» **Brontekst**:

++++++

Home

Rechtbank Zeeland-West-Brabant, 25-11-2016, ECLI:NL:RBZWB:2016:8008, AWB - 15 _ 7216

Rechtbank Zeeland-West-Brabant, 25-11-2016, ECLI:NL:RBZWB:2016:8008, AWB - 15 _ 7216

Gegevens

Instantie
Rechtbank Zeeland-West-Brabant
Datum uitspraak
25 november 2016
Datum publicatie
10 januari 2017
ECLI
ECLI:NL:RBZWB:2016:8008
Zaaknummer
AWB - 15 _ 7216
Relevante informatie
Wet op de omzetbelasting 1968 [Tekst geldig vanaf 01-01-2024 tot 01-01-2025] art. 15

Inhoudsindicatie

BRE 15/7216 t/m BRE 15/7219

Art. 15 Wet OB, aftrekbare voorbelasting.

Belanghebbende exploiteert een park door middel van diverse activiteiten op het gebied van kunst, cultuur en natuur al dan niet tegen vergoeding. In geschil is of sprake is van niet-economische activiteiten, die tot een aftrekbeperking moeten leiden. Naar het oordeel van de rechtbank is daarvan geen sprake, omdat het park als één geheel wordt geëxploiteerd en daarmee – gezien het commerciële karakter – uitsluitend sprake is van economische activiteiten. De naheffingsaanslagen omzetbelasting worden verminderd. Forfaitaire proceskostenvergoeding. Verwerping belanghebbendes beroep op integrale proceskostenvergoeding op grond van het arrest United Video Properties Inc. (HvJ EU 28 juli 2016, C-57/15) en art. 47 Handvest.

Uitspraak

Belastingrecht, meervoudige kamer

Locatie: Breda

Zaaknummers BRE 15/7216, BRE 15/7217, BRE 15/7218 en BRE 15/7219

uitspraak van 25 november 2016

Uitspraak als bedoeld in afdeling 8.2.6 van de Algemene wet bestuursrecht (Awb) in het geding tussen

[belanghebbende] , gevestigd te [vestigingsplaats] ,

belanghebbende,

en

de inspecteur van de Belastingdienst,

de inspecteur.

1 Ontstaan en loop van het geding

1.1.

De inspecteur heeft aan belanghebbende over de jaren 2009 tot en met 2012

naheffingsaanslagen omzetbelasting en bij beschikkingen verzuimboeten opgelegd (aanslagnummers [aanslagnummer] .F01.9501, [aanslagnummer] .F01.0501, [aanslagnummer] .F01.1501 en [aanslagnummer] .F01.2501). Bij de naheffingsaanslagen is heffingsrente dan wel belastingrente in rekening gebracht.

1.2.

++++++

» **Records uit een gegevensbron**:
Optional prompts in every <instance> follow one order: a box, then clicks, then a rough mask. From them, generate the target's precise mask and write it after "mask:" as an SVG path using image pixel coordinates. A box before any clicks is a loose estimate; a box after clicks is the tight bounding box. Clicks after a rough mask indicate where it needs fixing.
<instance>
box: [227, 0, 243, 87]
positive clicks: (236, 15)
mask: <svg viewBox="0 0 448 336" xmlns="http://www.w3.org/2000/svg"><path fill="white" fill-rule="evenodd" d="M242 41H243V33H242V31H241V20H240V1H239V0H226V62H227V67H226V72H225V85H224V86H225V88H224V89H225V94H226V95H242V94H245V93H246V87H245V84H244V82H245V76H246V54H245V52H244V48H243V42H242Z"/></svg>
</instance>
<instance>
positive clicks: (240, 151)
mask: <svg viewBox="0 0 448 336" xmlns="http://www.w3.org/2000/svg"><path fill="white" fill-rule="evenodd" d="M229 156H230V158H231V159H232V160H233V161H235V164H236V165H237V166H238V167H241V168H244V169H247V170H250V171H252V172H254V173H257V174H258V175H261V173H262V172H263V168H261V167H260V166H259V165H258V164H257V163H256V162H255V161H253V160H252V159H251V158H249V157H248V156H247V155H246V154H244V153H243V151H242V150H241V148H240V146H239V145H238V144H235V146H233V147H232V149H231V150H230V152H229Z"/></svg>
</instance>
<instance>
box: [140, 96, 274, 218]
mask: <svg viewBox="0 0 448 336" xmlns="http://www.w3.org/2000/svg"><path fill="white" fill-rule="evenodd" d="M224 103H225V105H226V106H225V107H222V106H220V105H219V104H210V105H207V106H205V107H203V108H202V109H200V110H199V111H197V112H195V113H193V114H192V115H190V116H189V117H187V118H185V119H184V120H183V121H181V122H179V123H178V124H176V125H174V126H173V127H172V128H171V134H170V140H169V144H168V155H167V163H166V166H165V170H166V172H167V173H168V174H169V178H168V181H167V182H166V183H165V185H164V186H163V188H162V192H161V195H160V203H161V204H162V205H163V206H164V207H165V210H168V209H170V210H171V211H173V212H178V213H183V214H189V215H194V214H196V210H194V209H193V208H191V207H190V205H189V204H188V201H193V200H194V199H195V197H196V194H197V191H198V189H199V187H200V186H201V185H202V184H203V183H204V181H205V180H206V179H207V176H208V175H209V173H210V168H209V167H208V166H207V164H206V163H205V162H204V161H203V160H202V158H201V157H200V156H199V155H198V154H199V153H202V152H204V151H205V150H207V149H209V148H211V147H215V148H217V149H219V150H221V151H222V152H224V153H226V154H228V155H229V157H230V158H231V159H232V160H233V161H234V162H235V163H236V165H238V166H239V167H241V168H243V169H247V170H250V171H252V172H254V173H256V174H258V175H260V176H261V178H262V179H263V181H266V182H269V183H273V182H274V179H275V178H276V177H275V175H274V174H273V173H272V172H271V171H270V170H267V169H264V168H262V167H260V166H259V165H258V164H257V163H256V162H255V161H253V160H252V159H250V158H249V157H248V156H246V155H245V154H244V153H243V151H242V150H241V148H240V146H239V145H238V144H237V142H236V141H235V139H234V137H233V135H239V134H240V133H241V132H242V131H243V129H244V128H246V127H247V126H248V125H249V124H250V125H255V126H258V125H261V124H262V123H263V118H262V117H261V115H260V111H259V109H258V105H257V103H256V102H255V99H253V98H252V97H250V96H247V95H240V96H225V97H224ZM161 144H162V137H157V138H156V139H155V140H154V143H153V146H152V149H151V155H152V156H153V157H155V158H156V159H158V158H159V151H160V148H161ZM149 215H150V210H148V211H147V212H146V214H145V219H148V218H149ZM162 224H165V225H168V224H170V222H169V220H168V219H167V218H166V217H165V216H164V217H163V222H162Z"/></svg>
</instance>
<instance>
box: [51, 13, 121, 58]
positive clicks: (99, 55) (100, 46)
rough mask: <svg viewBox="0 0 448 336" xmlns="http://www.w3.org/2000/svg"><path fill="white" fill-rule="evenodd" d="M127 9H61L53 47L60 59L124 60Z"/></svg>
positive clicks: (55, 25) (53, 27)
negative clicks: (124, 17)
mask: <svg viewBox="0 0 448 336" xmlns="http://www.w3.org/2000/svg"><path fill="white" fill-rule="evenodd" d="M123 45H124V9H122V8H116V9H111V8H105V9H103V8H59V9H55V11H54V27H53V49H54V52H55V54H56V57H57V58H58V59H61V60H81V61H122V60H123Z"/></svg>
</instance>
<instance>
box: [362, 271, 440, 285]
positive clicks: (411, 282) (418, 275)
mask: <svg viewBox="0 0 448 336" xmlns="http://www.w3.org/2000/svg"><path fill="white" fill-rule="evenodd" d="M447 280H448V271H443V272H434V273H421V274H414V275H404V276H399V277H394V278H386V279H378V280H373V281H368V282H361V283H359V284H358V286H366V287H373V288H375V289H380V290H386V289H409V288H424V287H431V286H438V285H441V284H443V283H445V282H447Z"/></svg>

++++++

Zet de rechterlijke uitspraak over de naheffing van omzetbelasting voort na de laatste regel van de brontekst.

» **Resultaat**:
Bij uitspraken op bezwaar van 2 oktober 2015 heeft de inspecteur de

naheffingsaanslagen over de jaren 2011 en 2012 verminderd, de daarbij behorende beschikkingen heffings- en belastingrente dienovereenkomstig verminderd en de verzuimboeten gehandhaafd. Bij uitspraken op bezwaar van 9 oktober 2015 heeft de inspecteur de naheffingsaanslagen over de jaren 2009 en 2010 en de daarbij behorende boetebeschikkingen en beschikkingen heffingsrente gehandhaafd.

1.3.

Belanghebbende heeft daartegen bij brief van 9 november 2015, ontvangen door de

rechtbank op 9 november 2015, beroep ingesteld. Ter zake van deze beroepen heeft de griffier van belanghebbende een griffierecht geheven van € 331. Hierbij zijn aan de beroepen betreffende de naheffingsaanslagen omzetbelasting over de jaren 2009 tot en met 2012 respectievelijk de zaaknummers BRE 15/7216, BRE 15/7217, BRE 15/7218 en BRE 15/7219 toegekend.

1.4.

De inspecteur heeft een verweerschrift ingediend.

1.5.

Belanghebbende heeft vóór de zitting, bij brief ontvangen door de rechtbank op

3 oktober 2016, nadere stukken ingediend. Deze stukken zijn in afschrift verstrekt aan de wederpartij. De gemachtigde van belanghebbende heeft op 11 oktober 2016, desgevraagd, een volledig exemplaar van bijlage 9 bij het beroepschrift van 9 november 2015, aan de rechtbank overgelegd. Een kopie hiervan is ter zitting aan de wederpartij verstrekt.

1.6.

Het onderzoek ter zitting heeft plaatsgevonden op 14 oktober 2016 te Breda. Aldaar

zijn verschenen en gehoord, belanghebbende, in de personen van haar voorzitter [persoon 1] en penningmeester [persoon 2] , vergezeld van belanghebbendes gemachtigden, [gemachtigde 1] en [gemachtigde 2] , verbonden aan [kantoor gemachtigden] te Eindhoven en namens de inspecteur, [gemachtigde 3] en [gemachtigde 4] . Van het verhandelde ter zitting is een proces-verbaal opgemaakt waarvan een afschrift tegelijk met het afschrift van de uitspraak aan partijen wordt verzonden.

2 Feiten

Op grond van de stukken van het geding en het verhandelde ter zitting staat het volgende vast:

2.1.

In 1981 kocht de [gemeente] (hierna: de gemeente) het aan verval onderhevige [park] (hierna: het park) van de [Zusters] . De gemeente had daarbij de wens ervoor te zorgen dat het park opengesteld kon worden voor de [bevolking] . In het kader van privatiseringen zocht de gemeente daarom in 1993 een bestemming voor het verpauperde park met daarin gelegen het vervallen theehuis en zocht de gemeente een partij die dit kon exploiteren. Het doel was daarbij dit gebied een impuls te geven.

2.2.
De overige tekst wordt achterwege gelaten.